▸ Problem description
Extract every line of the data below and reproduce each one verbatim, in its original order.

▸ Data provided
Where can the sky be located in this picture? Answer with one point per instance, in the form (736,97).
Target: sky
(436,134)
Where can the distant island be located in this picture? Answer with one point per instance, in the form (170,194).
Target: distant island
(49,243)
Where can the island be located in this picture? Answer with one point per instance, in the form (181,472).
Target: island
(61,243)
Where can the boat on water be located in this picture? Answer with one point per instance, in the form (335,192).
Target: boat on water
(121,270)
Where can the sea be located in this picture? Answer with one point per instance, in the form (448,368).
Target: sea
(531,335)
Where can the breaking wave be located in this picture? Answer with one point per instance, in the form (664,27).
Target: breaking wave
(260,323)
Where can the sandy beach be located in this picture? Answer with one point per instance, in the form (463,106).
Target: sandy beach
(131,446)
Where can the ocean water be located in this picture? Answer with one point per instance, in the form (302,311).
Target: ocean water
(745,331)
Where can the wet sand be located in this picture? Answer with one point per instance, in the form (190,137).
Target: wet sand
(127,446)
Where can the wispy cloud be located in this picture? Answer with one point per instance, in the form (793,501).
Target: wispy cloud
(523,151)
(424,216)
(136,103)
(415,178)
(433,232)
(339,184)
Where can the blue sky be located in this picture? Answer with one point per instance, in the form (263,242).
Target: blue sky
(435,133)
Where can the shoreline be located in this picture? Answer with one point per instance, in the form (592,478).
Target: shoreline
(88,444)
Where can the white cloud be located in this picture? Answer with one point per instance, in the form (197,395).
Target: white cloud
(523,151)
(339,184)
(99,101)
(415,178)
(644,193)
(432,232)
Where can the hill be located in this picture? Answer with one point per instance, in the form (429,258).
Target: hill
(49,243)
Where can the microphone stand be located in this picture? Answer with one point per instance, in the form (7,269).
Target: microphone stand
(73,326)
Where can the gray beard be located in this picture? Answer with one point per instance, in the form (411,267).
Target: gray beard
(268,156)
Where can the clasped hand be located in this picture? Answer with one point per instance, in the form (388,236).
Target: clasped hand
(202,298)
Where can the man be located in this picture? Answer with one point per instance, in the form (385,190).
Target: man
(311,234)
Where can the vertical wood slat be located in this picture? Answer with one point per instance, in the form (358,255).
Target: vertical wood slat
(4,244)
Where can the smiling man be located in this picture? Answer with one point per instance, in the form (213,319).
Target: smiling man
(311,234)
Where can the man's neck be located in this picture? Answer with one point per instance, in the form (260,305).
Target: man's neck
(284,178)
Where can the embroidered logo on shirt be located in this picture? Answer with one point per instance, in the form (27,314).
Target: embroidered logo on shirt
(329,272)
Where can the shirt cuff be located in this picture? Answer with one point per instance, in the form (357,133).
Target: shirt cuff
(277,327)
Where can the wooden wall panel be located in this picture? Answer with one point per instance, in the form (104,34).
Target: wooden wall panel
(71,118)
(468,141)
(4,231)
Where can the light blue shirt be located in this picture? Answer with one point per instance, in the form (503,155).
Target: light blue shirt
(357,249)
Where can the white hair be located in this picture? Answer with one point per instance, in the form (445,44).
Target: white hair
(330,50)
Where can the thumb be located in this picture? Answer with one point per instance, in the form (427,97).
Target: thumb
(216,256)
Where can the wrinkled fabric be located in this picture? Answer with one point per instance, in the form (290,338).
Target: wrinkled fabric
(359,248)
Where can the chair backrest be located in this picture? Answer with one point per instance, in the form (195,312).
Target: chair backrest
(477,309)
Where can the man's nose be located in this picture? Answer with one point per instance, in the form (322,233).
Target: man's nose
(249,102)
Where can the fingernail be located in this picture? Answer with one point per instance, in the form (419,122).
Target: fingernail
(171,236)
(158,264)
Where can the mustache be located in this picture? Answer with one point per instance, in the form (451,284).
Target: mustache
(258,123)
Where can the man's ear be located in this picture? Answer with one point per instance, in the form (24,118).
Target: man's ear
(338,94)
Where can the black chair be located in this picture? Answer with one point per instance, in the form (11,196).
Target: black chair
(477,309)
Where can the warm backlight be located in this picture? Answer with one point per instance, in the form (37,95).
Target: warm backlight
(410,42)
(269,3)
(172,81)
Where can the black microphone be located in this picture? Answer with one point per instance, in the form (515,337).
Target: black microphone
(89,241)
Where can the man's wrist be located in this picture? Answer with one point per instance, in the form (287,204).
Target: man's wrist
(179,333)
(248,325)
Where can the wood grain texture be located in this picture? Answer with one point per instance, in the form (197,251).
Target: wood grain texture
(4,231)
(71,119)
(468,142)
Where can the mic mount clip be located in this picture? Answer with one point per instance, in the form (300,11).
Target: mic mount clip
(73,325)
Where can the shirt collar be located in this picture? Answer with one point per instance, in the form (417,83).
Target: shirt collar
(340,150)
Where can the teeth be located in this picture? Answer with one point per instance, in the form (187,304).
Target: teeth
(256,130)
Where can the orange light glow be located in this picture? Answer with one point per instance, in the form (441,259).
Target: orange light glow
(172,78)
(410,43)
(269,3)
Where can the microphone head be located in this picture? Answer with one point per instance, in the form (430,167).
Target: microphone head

▸ Complete output
Where can the sky be located in this picture? Answer with one point per instance, in the form (736,97).
Target: sky
(436,134)
Where can the distant island be located in this picture? Answer with one point per instance, in the form (170,194).
Target: distant island
(49,243)
Where can the island be located in this picture? Answer with one point per instance, in the form (181,472).
Target: island
(61,243)
Where can the boat on water be located in this picture? Answer with one point per instance, in the form (335,192).
Target: boat on water
(121,270)
Where can the sea be located in this picture? Answer with one point per instance, in the form (448,368).
Target: sea
(531,335)
Where can the breaking wave be located in this picture? Answer with one point per instance, in the form (664,27).
Target: breaking wave
(260,323)
Where can the sandy beach be located in this picture? Answer with one point per instance, in the form (463,106).
Target: sandy beach
(131,446)
Where can the ocean water be located in this picture? Answer with one point per instance, in the form (302,311).
Target: ocean water
(745,331)
Where can the wet sand be located in this picture? Answer with one point per instance, in the form (190,137).
Target: wet sand
(127,446)
Where can the wispy cloud be located in this picture? Answer with one point per instance, in the form (793,501).
Target: wispy cloud
(523,151)
(424,216)
(136,103)
(415,178)
(433,232)
(339,184)
Where can the blue sky be located in this picture? Answer with one point per instance, in the form (263,242).
Target: blue sky
(435,133)
Where can the shoreline be located in this picture? Answer with one point per instance, in the form (592,478).
Target: shoreline
(88,444)
Where can the white cloud be located in this picture? Answer with one point per instance, in the form (197,395).
Target: white cloud
(523,151)
(339,184)
(99,101)
(415,178)
(644,193)
(432,232)
Where can the hill be located in this picture? Answer with one point per instance, in the form (429,258).
Target: hill
(49,243)
Where can the microphone stand be located in this picture? Answer with one point per instance, in the form (7,269).
Target: microphone stand
(73,326)
Where can the gray beard be located in this picture? Answer with one point per instance, in the form (411,267).
Target: gray beard
(268,156)
Where can the clasped hand be located in this picture? Answer with one point per instance, in the form (388,236).
Target: clasped hand
(202,298)
Where can the man be located in this picture? Answer with one point per instance, in the form (385,190).
Target: man
(311,234)
Where can the vertical wood slat be located in this picture? Answer with one point per instance, in the form (358,255).
Target: vertical wood slat
(4,244)
Where can the smiling man be located in this picture? Answer with one point per instance, in the form (213,319).
Target: smiling man
(311,234)
Where can the man's neck be located in this picture? Answer with one point per instance, in the form (260,305).
Target: man's neck
(284,178)
Where can the embroidered logo on shirt be located in this picture? Answer with one point per instance, in the form (27,314).
Target: embroidered logo on shirt
(329,272)
Where can the shirt cuff be located in this picture? Answer with one point per instance, in the form (357,133).
Target: shirt cuff
(277,327)
Where can the wooden wall panel be located in this picture? Answer with one point per instance, in the form (104,34).
Target: wooden wall panel
(71,118)
(468,141)
(4,231)
Where can the light blue shirt be located in this picture? Answer with one point per instance, in the form (503,155).
Target: light blue shirt
(357,249)
Where can the white hair be located in this picture? Answer with one point per instance, in the form (445,44).
Target: white hair
(330,50)
Where can the thumb be located in this picture? Answer with one point per instance, in the form (427,97).
Target: thumb
(216,256)
Where can the wrinkled fabric be located in this picture? Answer with one point per instance, in the form (290,338).
Target: wrinkled fabric
(359,248)
Where can the chair backrest be located in this picture? Answer with one point per instance, in the form (195,312).
Target: chair backrest
(477,309)
Where can the man's nose be located in this picture? Answer with one point per instance, in the form (322,233).
Target: man's nose
(249,102)
Where can the fingernail be located in this picture? Answer with one point per instance, in the form (419,122).
Target: fingernail
(171,236)
(158,264)
Where can the mustache be located in this picture? Answer with one point per instance, in the form (451,284).
Target: mustache
(258,123)
Where can the man's ear be located in this picture? Answer with one point per instance, in the form (24,118).
Target: man's ear
(338,94)
Where can the black chair be located in this picture? Answer with one point per instance, in the form (11,196).
Target: black chair
(477,309)
Where can the warm backlight be located in this picture? Answer with one point per instance, in the form (37,95).
Target: warm backlight
(410,42)
(269,3)
(172,81)
Where can the black microphone be located in this picture? Answer with one point per instance, in the form (515,337).
Target: black microphone
(89,241)
Where can the man's wrist be located in this picture? Answer with one point per instance, in the form (287,204).
Target: man's wrist
(179,333)
(248,325)
Where can the wood grain texture be located in this picture? Answer with one point per instance, in the form (197,251).
Target: wood grain texture
(4,231)
(71,119)
(468,142)
Where can the mic mount clip be located in this picture? Answer with one point per instance, in the form (300,11).
Target: mic mount clip
(73,325)
Where can the shirt collar be located in this picture? Answer with one point per instance, in the form (417,83).
Target: shirt collar
(340,150)
Where can the teeth be located in this picture? Answer with one point per instance, in the form (187,304).
Target: teeth
(256,130)
Where can the orange light glow be located in this picture? Answer with one point per instance, in the form (441,259).
Target: orange light glow
(172,78)
(410,43)
(269,3)
Where can the microphone head be located in this picture? Answer with one point per instance, in the form (430,167).
Target: microphone head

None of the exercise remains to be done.